[Problem to solve]
Check each line of the listing for the word "below" and give only the number of lines that have it.

= = = = =

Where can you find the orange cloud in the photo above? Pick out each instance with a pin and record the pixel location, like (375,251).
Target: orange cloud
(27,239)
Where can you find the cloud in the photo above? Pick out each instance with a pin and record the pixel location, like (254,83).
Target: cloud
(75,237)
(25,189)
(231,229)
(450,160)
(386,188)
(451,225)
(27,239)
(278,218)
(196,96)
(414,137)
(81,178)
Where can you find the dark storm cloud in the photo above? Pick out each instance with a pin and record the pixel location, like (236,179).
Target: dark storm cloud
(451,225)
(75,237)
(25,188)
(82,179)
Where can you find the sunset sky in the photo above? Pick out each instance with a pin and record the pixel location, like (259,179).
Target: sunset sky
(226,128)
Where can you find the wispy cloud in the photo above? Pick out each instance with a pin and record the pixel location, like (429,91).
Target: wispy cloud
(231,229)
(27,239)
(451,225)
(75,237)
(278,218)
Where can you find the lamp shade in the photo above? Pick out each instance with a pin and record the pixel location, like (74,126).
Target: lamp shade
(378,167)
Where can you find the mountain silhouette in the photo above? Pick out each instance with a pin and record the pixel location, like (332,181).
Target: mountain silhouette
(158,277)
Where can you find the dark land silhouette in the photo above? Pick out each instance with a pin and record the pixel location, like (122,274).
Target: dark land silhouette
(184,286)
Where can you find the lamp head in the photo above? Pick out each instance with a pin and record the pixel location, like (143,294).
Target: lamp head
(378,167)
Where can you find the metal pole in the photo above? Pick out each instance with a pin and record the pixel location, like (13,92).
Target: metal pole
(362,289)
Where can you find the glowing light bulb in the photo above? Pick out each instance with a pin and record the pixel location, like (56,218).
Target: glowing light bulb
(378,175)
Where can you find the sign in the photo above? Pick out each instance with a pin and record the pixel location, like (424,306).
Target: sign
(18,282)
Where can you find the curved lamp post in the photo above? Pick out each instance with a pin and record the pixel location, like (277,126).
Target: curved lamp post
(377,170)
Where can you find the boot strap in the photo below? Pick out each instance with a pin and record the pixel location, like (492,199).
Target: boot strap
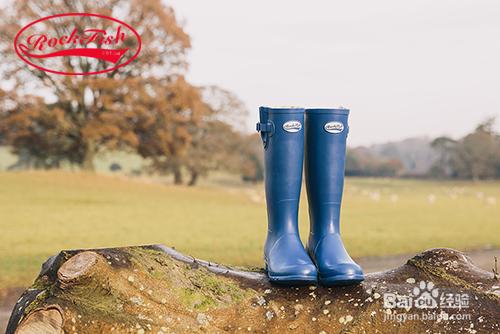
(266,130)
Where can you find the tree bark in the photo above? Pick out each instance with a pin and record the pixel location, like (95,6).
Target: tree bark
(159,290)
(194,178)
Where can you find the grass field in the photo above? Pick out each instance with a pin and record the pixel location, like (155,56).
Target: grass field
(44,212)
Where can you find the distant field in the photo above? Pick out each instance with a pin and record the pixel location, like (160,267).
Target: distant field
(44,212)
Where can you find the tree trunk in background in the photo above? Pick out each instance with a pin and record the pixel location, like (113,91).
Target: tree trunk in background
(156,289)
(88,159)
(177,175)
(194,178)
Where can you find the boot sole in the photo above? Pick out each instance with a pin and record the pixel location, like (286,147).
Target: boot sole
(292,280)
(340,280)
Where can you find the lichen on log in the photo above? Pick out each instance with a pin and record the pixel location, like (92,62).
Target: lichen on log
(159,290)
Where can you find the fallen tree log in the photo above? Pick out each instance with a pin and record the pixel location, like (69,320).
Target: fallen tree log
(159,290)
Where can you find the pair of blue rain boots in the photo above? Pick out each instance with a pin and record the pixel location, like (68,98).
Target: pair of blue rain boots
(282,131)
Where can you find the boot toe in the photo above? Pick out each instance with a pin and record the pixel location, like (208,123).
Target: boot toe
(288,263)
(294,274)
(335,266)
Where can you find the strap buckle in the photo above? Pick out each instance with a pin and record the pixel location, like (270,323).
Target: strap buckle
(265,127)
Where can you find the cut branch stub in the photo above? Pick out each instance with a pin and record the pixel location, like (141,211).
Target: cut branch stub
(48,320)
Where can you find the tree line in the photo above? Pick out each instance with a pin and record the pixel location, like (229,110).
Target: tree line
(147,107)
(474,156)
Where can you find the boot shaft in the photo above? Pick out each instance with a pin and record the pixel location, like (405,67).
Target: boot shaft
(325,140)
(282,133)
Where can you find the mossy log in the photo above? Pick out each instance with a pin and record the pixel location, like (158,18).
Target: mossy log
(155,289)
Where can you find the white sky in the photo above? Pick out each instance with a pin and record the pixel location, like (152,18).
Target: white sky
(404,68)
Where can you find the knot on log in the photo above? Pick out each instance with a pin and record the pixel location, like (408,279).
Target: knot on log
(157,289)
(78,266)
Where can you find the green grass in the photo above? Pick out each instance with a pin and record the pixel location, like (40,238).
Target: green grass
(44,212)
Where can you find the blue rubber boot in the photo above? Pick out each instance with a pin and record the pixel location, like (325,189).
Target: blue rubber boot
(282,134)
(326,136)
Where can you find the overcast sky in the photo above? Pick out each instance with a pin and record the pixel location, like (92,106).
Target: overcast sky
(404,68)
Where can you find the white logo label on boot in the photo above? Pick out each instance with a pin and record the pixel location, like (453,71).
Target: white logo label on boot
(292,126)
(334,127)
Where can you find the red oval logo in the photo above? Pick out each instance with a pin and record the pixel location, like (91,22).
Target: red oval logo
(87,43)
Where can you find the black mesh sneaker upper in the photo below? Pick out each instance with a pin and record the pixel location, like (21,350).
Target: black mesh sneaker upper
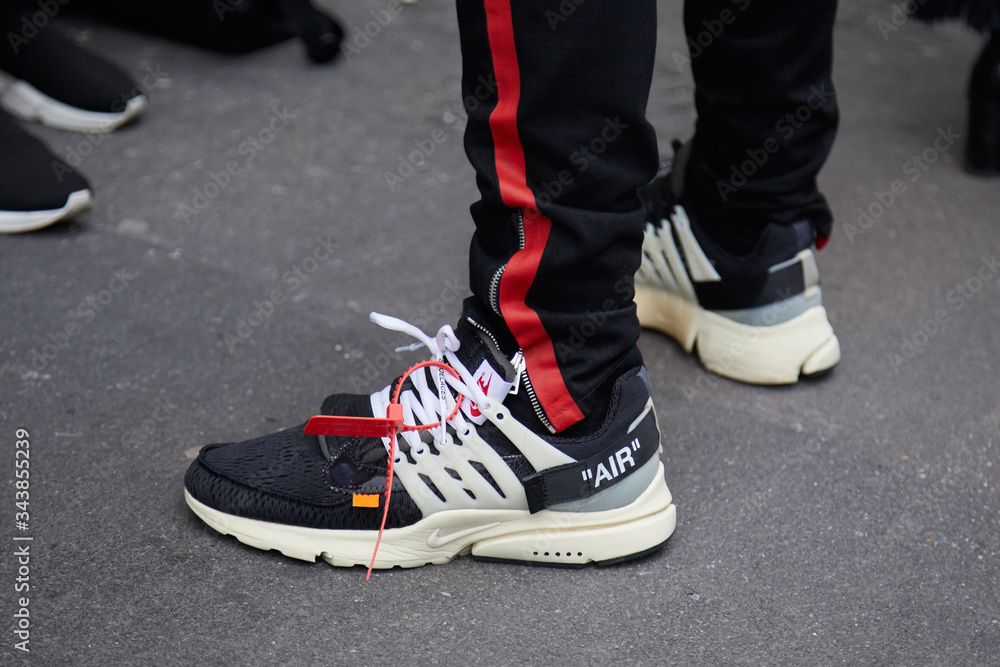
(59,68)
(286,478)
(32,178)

= = = = =

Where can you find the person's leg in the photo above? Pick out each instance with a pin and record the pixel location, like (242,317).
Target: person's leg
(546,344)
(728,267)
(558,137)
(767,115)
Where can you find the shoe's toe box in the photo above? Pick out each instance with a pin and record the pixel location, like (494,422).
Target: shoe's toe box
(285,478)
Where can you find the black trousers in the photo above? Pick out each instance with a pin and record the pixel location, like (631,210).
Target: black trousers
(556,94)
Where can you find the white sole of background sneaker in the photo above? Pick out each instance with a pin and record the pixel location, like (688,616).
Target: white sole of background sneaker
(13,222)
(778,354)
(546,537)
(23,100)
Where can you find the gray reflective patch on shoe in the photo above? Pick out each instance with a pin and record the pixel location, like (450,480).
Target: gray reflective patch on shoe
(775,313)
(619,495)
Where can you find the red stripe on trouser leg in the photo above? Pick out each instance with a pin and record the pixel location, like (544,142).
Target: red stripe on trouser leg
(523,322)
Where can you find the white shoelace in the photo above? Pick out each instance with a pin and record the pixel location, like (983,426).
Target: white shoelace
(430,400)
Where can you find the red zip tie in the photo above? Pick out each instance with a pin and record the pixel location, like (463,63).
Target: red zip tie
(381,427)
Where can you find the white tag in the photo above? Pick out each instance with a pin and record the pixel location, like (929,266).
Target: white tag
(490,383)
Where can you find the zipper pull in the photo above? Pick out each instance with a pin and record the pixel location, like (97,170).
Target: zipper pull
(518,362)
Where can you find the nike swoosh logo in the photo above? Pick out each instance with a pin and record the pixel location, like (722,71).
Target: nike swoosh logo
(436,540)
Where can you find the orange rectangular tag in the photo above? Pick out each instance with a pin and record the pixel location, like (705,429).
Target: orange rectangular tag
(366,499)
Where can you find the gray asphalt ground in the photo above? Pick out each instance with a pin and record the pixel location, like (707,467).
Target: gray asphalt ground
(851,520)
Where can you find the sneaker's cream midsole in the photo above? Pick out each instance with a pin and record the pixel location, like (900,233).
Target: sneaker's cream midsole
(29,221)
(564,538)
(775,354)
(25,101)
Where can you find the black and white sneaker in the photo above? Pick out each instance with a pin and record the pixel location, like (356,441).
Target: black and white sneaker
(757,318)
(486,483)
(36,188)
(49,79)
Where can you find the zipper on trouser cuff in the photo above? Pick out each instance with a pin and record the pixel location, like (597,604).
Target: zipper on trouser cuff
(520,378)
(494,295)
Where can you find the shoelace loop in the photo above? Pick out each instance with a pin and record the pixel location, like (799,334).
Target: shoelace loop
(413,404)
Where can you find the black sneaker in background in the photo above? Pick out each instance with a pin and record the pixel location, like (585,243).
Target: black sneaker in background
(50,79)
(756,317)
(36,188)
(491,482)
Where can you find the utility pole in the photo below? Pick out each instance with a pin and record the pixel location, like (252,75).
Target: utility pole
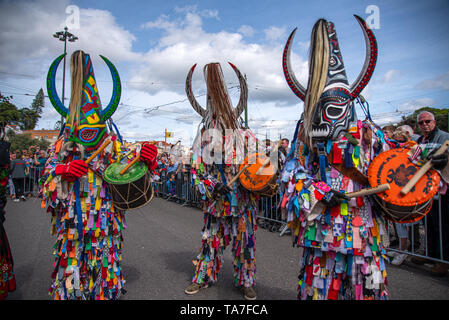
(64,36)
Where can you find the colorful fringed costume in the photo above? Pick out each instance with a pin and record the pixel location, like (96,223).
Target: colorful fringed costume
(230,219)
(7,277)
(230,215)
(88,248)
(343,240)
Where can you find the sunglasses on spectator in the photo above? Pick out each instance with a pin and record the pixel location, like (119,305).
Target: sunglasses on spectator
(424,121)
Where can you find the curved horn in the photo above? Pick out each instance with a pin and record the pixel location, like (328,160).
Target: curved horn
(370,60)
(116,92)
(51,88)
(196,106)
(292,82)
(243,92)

= = = = =

[Response to this exercise]
3